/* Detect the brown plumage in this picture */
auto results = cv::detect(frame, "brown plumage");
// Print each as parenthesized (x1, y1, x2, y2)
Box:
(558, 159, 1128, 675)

══════════

The records above must be printed again in full, exactly as written.

● Solved exercise
/* Detect the brown plumage in this picture */
auto results = cv::detect(frame, "brown plumage");
// Print each as parenthesized (x1, y1, x2, y2)
Box:
(558, 159, 1128, 675)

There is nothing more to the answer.